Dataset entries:
**********

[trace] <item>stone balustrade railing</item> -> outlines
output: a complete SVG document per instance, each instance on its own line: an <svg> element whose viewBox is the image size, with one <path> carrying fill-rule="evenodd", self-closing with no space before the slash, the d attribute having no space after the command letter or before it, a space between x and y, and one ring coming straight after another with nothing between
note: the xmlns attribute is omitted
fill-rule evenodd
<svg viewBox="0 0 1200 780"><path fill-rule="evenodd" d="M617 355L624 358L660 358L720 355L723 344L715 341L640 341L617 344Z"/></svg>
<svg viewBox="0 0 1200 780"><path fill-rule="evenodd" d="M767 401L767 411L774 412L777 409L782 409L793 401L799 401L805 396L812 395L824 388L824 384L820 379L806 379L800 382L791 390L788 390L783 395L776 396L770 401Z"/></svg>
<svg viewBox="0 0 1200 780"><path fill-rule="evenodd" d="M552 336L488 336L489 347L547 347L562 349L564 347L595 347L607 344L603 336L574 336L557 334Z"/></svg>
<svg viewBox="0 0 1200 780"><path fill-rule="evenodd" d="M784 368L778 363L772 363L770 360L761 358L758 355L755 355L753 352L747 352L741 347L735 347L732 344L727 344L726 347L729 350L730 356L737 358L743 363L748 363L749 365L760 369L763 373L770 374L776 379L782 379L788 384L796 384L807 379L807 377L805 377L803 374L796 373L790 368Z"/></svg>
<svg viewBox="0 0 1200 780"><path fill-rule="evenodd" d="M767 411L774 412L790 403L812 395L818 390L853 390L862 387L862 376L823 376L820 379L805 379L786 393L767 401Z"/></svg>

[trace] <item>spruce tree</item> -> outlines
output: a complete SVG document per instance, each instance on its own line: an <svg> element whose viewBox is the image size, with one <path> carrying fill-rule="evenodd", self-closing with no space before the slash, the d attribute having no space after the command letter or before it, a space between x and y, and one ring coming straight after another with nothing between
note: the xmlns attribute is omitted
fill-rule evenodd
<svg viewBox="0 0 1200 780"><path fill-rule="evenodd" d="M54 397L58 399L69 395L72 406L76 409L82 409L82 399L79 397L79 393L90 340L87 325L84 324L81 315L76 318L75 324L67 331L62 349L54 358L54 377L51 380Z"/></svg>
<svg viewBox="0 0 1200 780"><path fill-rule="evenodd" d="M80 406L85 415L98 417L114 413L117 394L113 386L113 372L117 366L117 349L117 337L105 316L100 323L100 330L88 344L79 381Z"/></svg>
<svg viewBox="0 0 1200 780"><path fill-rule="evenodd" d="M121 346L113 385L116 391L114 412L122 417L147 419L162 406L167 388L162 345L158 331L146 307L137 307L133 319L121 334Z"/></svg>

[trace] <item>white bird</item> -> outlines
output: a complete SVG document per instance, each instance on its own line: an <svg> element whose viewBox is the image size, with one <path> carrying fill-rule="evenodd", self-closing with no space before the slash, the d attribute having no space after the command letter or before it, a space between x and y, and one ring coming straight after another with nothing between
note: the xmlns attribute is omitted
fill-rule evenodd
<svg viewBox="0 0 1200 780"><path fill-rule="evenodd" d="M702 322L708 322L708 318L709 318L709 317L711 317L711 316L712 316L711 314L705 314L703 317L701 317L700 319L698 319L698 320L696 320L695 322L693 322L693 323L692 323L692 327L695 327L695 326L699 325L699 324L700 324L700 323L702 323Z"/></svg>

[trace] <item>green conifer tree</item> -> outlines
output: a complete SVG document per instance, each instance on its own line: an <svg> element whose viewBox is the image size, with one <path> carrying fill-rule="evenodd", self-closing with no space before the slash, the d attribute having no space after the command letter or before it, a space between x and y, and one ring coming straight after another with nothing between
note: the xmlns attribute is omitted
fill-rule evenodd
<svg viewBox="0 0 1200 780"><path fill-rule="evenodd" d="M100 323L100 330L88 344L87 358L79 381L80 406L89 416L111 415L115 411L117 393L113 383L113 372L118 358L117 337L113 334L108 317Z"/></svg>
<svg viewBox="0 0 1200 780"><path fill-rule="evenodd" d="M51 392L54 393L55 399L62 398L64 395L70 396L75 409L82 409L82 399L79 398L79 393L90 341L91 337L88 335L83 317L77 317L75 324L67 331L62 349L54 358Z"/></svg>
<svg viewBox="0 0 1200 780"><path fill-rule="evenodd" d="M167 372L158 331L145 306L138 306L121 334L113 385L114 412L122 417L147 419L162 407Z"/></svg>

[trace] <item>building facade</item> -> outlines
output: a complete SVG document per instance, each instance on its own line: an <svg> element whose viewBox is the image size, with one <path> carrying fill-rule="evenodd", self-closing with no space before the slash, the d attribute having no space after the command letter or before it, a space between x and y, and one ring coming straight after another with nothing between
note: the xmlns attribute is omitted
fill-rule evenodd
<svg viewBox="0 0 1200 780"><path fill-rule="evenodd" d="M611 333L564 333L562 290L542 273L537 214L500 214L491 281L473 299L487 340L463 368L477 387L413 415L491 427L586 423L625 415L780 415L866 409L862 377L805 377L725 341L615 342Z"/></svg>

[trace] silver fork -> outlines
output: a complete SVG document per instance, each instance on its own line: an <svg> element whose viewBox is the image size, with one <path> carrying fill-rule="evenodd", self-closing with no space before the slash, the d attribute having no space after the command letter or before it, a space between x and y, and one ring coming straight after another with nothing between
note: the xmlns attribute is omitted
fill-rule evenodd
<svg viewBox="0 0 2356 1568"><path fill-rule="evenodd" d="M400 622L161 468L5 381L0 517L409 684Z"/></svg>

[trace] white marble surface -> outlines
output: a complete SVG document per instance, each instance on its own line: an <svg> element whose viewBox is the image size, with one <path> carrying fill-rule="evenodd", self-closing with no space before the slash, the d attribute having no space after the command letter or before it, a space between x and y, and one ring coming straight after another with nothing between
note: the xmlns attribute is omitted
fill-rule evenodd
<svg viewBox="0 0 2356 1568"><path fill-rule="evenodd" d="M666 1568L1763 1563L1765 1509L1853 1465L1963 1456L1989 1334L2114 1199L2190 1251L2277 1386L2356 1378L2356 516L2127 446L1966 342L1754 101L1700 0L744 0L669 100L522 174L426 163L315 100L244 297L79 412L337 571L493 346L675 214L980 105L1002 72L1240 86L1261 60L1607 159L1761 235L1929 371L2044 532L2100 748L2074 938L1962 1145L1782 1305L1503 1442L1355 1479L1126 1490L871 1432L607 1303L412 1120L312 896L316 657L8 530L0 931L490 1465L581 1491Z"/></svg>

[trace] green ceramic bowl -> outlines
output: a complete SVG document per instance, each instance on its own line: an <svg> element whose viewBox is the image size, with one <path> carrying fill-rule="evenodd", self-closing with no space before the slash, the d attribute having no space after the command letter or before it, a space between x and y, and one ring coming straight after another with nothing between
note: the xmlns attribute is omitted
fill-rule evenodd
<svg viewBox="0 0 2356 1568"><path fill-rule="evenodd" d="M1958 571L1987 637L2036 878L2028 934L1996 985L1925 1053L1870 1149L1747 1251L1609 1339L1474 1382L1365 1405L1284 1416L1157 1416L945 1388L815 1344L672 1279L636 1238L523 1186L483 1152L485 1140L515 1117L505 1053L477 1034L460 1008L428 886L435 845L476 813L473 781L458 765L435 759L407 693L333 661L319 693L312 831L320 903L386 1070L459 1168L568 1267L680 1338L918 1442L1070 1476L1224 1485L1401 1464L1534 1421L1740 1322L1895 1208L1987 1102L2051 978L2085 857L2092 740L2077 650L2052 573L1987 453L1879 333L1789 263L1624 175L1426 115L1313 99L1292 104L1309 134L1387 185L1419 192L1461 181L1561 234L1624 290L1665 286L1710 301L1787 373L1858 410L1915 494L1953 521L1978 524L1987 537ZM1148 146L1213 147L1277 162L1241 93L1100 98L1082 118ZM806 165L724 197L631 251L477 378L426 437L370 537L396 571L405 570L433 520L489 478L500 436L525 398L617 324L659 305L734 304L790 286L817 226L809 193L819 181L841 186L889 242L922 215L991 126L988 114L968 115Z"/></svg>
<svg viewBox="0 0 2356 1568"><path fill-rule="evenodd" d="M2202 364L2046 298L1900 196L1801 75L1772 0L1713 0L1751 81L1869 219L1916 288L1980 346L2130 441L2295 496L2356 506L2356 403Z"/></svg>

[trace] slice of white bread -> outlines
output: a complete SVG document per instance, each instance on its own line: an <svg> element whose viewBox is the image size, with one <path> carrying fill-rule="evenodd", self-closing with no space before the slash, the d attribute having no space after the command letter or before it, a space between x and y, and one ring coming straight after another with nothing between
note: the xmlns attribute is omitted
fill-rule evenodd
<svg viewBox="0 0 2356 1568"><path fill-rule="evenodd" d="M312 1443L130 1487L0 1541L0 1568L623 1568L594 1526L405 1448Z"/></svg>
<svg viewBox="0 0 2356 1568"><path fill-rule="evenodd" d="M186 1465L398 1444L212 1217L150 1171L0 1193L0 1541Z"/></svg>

**********

-- What the task requires --
Go through the entries. Report every line that contains the word "white".

-- Response to the task --
[trace] <item>white bird</item> -> outlines
[trace] white marble surface -> outlines
[trace] slice of white bread -> outlines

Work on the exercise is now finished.